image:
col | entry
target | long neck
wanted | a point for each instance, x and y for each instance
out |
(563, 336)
* * *
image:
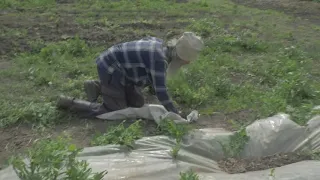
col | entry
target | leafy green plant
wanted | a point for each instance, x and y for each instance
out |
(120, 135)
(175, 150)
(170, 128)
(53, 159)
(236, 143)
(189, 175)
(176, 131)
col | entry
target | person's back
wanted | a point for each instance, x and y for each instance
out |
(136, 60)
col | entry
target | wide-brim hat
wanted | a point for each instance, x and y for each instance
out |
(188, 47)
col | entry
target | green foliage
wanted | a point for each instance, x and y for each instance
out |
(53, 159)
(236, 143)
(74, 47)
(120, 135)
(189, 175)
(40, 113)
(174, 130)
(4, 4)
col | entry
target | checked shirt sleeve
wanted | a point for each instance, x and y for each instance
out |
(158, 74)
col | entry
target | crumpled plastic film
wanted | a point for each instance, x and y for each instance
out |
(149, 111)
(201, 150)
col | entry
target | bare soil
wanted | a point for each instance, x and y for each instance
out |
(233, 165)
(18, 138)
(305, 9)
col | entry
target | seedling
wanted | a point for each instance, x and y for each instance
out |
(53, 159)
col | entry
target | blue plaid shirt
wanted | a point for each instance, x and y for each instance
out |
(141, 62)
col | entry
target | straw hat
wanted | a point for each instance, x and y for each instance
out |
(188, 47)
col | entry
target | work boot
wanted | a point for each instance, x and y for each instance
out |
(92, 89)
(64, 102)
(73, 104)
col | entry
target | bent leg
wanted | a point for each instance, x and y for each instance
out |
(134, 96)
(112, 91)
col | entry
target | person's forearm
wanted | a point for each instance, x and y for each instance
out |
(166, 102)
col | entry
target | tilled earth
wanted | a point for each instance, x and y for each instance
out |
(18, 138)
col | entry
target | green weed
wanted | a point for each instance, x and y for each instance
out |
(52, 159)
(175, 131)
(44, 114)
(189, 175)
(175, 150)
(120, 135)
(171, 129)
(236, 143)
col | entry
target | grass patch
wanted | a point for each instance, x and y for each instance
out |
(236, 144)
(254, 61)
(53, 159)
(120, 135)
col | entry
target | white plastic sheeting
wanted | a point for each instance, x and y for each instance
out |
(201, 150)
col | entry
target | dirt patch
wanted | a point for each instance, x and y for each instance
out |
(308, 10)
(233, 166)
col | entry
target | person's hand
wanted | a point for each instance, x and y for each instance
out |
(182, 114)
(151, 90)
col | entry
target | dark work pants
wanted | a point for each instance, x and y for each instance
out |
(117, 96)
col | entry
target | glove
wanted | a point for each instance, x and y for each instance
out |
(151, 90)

**WHAT YOU SHOULD DO**
Report every line of the items above that contains the word "patch", copying each line in full. Case counts.

**REPLY**
target | grass patch
target | dirt patch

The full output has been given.